Reading text –
▽

Carl Shaeffer

Personal information
- Born: October 25, 1924 Delphi, Indiana, U.S.
- Died: October 25, 1974 (aged 50) Delphi, Indiana, U.S.
- Listed height: 6 ft 3 in (1.91 m)
- Listed weight: 185 lb (84 kg)

Career information
- High school: Delphi (Delphi, Indiana)
- College: Alabama (1945–1949)
- NBA draft: 1949: undrafted
- Position: Small forward / shooting guard
- Number: 18

Career history
- 1949–1950: Indianapolis Olympians
- Stats at NBA.com
- Stats at Basketball Reference

= Carl Shaeffer =

American basketball player

Carl Edgel Shaeffer (October 25, 1924 – October 25, 1974) was an American professional basketball player. He played for the Indianapolis Olympians in the National Basketball Association (NBA) between 1949–50 and 1950–51 after a collegiate career with the Alabama Crimson Tide. Shaeffer was Alabama's first-ever professional basketball player. He became a businessman in Indianapolis, Indiana after his short-lived NBA career.

△

Problems and tasks –
a: Decide whether each statement agrees with the Carl Shaeffer profile, answering yes or no and quoting the words from the profile that settle it: (i) Shaeffer was picked in the 1949 NBA draft. (ii) Shaeffer was Alabama's first professional basketball player. (iii) Shaeffer went into coaching once his NBA career was over.
b: According to the Carl Shaeffer profile, what was Shaeffer's middle name?
c: Extend the Carl Shaeffer profile, picking up after its final sentence.
The rows after the Carl Shaeffer profile aren't needed for anything here.

Stored rows –
▽

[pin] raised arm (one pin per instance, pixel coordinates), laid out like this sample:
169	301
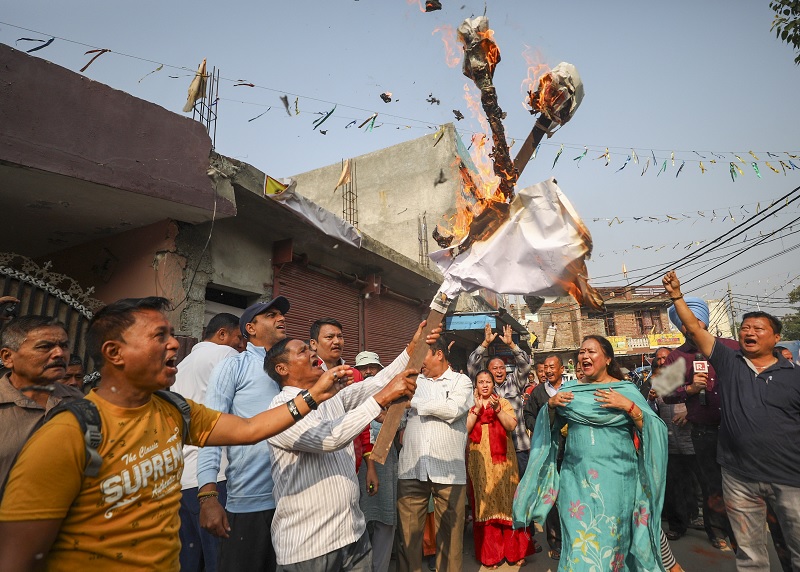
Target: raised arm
521	362
233	430
476	359
449	407
702	338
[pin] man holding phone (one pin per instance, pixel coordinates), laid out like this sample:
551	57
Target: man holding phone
701	393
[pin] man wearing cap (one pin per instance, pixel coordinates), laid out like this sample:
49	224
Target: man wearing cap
704	420
240	386
510	386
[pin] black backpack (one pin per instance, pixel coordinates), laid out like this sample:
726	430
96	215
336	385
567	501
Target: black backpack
88	417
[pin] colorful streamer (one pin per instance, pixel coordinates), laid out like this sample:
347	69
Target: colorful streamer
45	43
158	69
581	156
259	115
561	150
97	53
321	120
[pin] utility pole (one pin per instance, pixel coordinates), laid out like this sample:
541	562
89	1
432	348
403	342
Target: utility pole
733	312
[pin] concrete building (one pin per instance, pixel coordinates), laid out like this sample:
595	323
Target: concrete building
635	322
110	196
395	187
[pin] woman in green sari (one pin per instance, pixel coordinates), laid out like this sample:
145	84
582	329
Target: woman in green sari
611	486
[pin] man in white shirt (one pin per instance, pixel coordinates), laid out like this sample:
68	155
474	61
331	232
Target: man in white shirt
221	339
432	463
318	525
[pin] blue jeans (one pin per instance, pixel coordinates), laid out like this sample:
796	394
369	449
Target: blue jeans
746	503
199	549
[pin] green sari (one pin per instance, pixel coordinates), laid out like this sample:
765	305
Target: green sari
609	495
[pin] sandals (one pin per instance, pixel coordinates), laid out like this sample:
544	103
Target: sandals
720	544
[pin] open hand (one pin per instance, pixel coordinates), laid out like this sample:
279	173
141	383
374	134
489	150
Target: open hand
671	284
611	399
213	518
402	385
331	382
560	399
507	336
488	334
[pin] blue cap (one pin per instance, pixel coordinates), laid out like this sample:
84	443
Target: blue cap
251	312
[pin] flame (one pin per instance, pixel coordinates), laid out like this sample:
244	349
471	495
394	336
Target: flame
490	49
537	71
452	52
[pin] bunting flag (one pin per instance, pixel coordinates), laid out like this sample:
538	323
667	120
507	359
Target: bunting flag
321	120
285	102
158	69
368	119
581	156
345	177
197	89
45	43
273	186
259	115
97	53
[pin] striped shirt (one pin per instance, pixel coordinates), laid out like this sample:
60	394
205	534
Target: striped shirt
436	431
313	466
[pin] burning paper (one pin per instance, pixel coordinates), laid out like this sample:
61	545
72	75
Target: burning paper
559	94
481	56
669	378
538	247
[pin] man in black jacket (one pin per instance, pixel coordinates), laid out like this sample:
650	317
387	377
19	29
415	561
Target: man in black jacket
553	372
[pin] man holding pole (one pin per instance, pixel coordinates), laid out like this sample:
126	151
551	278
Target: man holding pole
759	441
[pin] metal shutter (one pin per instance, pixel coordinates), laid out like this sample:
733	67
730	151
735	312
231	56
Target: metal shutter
390	324
314	295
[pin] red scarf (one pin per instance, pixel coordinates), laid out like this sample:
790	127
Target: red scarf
498	438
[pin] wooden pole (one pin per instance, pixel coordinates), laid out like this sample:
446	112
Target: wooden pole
395	413
531	142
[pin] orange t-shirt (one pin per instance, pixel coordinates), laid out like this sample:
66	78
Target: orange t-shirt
126	518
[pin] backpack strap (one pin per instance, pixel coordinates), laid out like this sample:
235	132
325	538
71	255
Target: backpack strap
89	420
179	402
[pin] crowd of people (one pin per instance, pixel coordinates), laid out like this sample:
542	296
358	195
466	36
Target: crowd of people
259	458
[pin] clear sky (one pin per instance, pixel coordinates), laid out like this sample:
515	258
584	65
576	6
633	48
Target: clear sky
660	77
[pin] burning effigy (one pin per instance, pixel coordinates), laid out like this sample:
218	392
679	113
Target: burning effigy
529	242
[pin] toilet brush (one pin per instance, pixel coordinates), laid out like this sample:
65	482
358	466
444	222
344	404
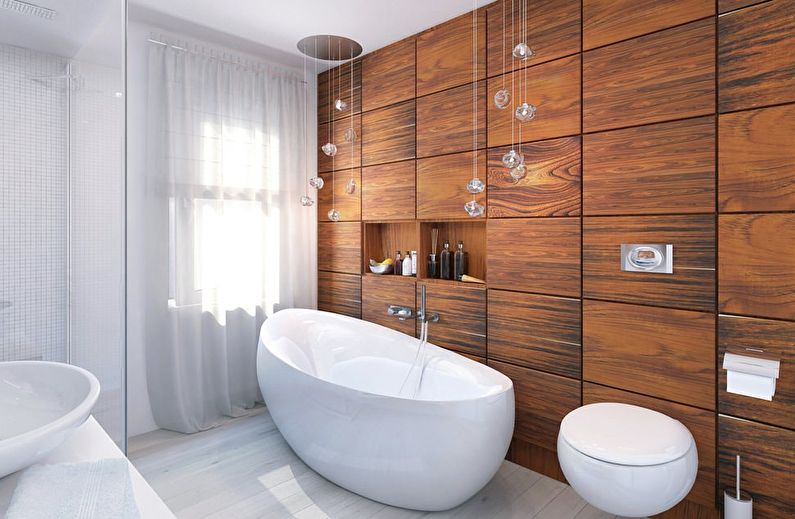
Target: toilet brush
740	505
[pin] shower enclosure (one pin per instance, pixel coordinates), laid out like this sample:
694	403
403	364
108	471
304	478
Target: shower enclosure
62	191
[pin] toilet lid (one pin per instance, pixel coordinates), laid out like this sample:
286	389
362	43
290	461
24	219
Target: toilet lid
625	434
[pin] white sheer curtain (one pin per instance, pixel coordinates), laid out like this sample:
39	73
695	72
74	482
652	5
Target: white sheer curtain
228	242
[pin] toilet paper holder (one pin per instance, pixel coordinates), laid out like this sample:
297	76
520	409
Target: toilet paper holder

△

Answers below –
a:
(i) No: "NBA draft: 1949: undrafted"
(ii) Yes: "Shaeffer was Alabama's first-ever professional basketball player."
(iii) No: "He became a businessman in Indianapolis, Indiana after his short-lived NBA career."

b: Edgel.

c:
==Personal life==
Shaeffer served in the United States Army during World War II and was taken prisoner of war by German forces in Belgium on January 18, 1945. Initially reported missing in action, he was later found to be a prisoner and was released at the end of the war. Following his basketball career, Shaeffer operated a tavern in Brookston, Indiana. He committed suicide by shooting himself on his 50th birthday in 1974.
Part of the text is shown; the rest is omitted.